# Start of SUPPLIED INFORMATION
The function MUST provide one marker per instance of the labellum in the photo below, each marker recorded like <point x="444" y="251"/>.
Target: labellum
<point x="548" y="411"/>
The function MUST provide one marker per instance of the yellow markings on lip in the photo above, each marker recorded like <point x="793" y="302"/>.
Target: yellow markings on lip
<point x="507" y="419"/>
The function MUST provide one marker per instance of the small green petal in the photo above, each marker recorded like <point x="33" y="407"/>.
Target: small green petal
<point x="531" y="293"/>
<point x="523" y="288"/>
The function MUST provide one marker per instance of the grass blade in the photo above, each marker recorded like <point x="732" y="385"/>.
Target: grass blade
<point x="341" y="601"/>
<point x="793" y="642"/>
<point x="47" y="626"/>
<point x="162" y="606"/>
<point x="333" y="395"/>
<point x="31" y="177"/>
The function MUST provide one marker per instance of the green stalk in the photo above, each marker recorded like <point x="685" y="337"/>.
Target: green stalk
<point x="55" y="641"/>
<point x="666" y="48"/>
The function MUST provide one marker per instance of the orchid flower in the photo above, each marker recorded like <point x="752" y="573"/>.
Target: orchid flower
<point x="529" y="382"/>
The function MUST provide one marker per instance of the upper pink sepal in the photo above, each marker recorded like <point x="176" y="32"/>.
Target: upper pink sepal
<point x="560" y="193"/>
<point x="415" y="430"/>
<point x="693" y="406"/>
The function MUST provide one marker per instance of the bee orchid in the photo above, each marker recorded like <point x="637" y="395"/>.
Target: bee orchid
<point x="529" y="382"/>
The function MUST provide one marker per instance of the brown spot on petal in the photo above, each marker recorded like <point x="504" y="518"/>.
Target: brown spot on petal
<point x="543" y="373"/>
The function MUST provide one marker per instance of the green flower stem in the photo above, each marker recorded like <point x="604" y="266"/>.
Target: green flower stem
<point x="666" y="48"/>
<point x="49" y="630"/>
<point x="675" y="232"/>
# End of SUPPLIED INFORMATION
EXERCISE INSTRUCTIONS:
Reproduce every line above exactly as it appears, with no changes.

TASK OUTPUT:
The function MUST provide one marker per instance of the labellum in the photo below, each marker recorded like <point x="444" y="251"/>.
Target: labellum
<point x="548" y="411"/>
The function MUST provide one marker per instance of the yellow markings on lip in the photo above, each marker recorded like <point x="793" y="302"/>.
Target: yellow markings on lip
<point x="507" y="419"/>
The function MUST provide one marker per instance of the small green petal in the photo above, each marker recorded like <point x="33" y="407"/>.
Target: small green petal
<point x="531" y="293"/>
<point x="523" y="288"/>
The function MUST provide one marker per instance of the grass blade in the photo above, each marker recorded like <point x="732" y="385"/>.
Target: grass blade
<point x="341" y="601"/>
<point x="793" y="642"/>
<point x="47" y="626"/>
<point x="162" y="606"/>
<point x="333" y="395"/>
<point x="31" y="177"/>
The function MUST provide one marker per instance of the green stalk in the photo above, each marker recorded like <point x="685" y="337"/>.
Target: green stalk
<point x="55" y="641"/>
<point x="666" y="48"/>
The function MUST provide one marker per instance of the orchid flower in the photo above, each marker recorded like <point x="752" y="573"/>.
Target: orchid flower
<point x="529" y="382"/>
The function MUST provide one marker per instance of the upper pink sepal in the photo above, each marker recorded like <point x="176" y="32"/>.
Target: upper pink sepal
<point x="560" y="193"/>
<point x="415" y="430"/>
<point x="693" y="406"/>
The function MUST provide one marker per instance of the bee orchid in the photo above, each marker recorded like <point x="637" y="395"/>.
Target: bee orchid
<point x="529" y="382"/>
The function MUST provide one marker per instance of the brown spot on petal in the photo above, each marker recorded like <point x="504" y="518"/>.
Target: brown spot on petal
<point x="543" y="373"/>
The function MUST provide one marker per instance of the green flower stem in the photo above, each marker recorded like <point x="604" y="266"/>.
Target: green flower stem
<point x="666" y="48"/>
<point x="49" y="630"/>
<point x="675" y="232"/>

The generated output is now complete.